2025 wildfire in Utah, US

The Monroe Canyon Fire was a large and destructive wildfire that burned 3 mile east of Monroe, Utah, United States. The blaze ignited on July 13, 2025, and may have originated from human activity. The fire was fueled by drought conditions, strong winds, and terrain conducive to fire spread. By the time the fire was fully contained, 73,721 acre burned and ten residential structures were destroyed.

After ignition on July 13, evacuations were ordered for the fire's immediate area and smoke was visible from Interstate 70. After a rapid spread to 8,900 acre, rain began to calm down fire activity on July 16. Strong winds and dry conditions influenced the Monroe Canyon Fire's rapid spread on July 26, ultimately forming a pyrocumulonimbus cloud on July 31. Containment increased to 86% by August 25, and month-long evacuation orders were lifted. On September 5, crews achieved 100% containment on the 73,721 acre large blaze.

━━━

■ **Task to carry out**: Retype the account of the Monroe Canyon Fire word for word, from start to finish. The rows that come next are not required for anything here.

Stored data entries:
━━━

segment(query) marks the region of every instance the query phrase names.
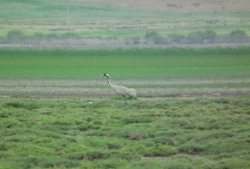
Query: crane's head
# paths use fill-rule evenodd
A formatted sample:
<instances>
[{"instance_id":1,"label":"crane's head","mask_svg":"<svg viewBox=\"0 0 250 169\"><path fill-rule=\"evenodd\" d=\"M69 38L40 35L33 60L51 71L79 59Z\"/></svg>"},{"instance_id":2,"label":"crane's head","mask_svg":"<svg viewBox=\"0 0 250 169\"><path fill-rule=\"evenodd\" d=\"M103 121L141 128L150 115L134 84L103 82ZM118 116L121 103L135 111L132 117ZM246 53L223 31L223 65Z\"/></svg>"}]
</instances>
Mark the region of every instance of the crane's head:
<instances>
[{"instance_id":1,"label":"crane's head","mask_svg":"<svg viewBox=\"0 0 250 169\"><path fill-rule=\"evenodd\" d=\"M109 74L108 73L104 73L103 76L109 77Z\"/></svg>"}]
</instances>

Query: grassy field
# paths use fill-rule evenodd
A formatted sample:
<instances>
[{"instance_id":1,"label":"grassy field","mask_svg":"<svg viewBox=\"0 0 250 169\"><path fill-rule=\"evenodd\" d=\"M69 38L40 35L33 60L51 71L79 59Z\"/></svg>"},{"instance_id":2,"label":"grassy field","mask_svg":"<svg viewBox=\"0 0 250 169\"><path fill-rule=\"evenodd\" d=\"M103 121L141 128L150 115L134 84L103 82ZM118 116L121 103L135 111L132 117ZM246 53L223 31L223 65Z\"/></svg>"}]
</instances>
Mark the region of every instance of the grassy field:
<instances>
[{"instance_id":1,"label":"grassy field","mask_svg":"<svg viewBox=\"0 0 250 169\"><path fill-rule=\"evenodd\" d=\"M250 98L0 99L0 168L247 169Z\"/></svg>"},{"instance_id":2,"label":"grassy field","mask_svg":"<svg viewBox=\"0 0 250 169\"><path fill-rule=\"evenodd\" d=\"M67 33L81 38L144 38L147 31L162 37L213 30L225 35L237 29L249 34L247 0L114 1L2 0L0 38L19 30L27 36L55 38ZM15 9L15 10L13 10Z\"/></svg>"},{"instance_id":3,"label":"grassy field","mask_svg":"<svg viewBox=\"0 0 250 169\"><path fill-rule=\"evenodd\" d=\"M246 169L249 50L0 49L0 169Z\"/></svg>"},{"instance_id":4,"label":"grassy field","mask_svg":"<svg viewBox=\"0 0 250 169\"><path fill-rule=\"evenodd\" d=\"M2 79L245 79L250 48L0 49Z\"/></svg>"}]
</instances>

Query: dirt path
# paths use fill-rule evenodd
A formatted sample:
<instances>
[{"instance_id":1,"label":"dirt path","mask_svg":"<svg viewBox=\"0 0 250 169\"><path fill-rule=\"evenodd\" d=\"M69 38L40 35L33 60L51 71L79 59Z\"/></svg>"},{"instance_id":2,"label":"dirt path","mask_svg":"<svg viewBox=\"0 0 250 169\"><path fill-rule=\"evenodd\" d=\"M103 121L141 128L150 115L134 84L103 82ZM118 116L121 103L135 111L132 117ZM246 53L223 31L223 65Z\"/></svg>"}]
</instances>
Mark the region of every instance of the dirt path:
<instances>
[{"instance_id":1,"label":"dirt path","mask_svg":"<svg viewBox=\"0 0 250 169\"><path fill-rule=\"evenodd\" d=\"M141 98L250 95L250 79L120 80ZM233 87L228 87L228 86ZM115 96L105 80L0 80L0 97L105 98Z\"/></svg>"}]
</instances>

━━━

■ **Reply to the task**:
2025 wildfire in Utah, US

The Monroe Canyon Fire was a large and destructive wildfire that burned 3 mile east of Monroe, Utah, United States. The blaze ignited on July 13, 2025, and may have originated from human activity. The fire was fueled by drought conditions, strong winds, and terrain conducive to fire spread. By the time the fire was fully contained, 73,721 acre burned and ten residential structures were destroyed.

After ignition on July 13, evacuations were ordered for the fire's immediate area and smoke was visible from Interstate 70. After a rapid spread to 8,900 acre, rain began to calm down fire activity on July 16. Strong winds and dry conditions influenced the Monroe Canyon Fire's rapid spread on July 26, ultimately forming a pyrocumulonimbus cloud on July 31. Containment increased to 86% by August 25, and month-long evacuation orders were lifted. On September 5, crews achieved 100% containment on the 73,721 acre large blaze.